Rewrite every item below as a numbered list with one line per entry, skipping blank lines. Omit the pictures from the output.

Rows from a dataset:
______________________________

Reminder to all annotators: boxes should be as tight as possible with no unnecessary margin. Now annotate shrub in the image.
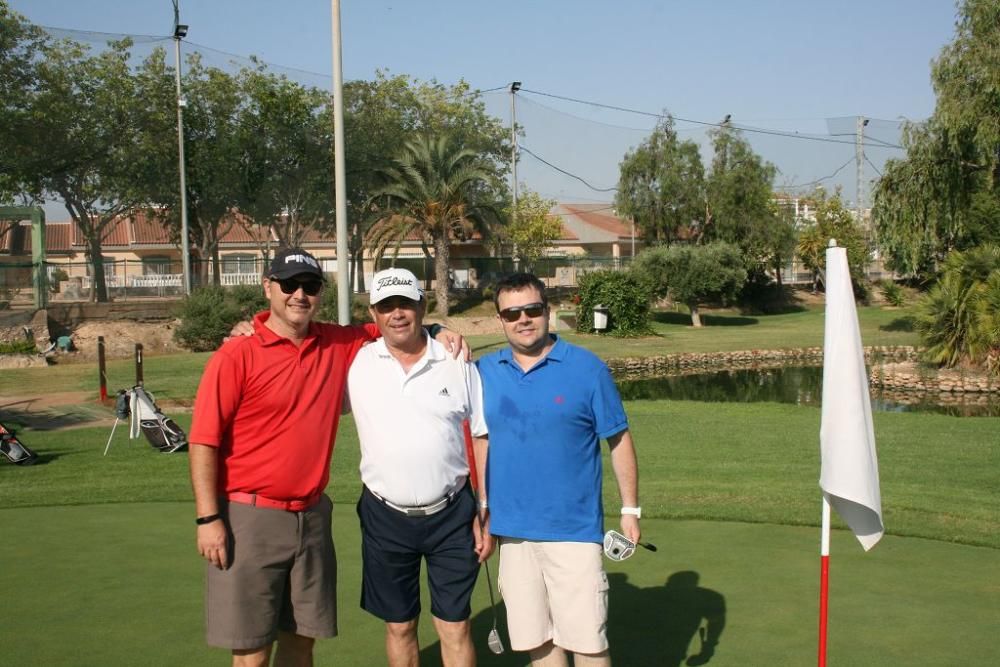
[0,338,38,354]
[574,271,652,336]
[174,285,267,352]
[881,279,906,308]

______________________________

### Worked solution
1. Reminder to all annotators: boxes should be as tight as possible with no unnecessary margin. Now annotate shrub in the image.
2. [0,338,38,354]
3. [574,271,652,336]
4. [174,285,267,352]
5. [881,279,906,308]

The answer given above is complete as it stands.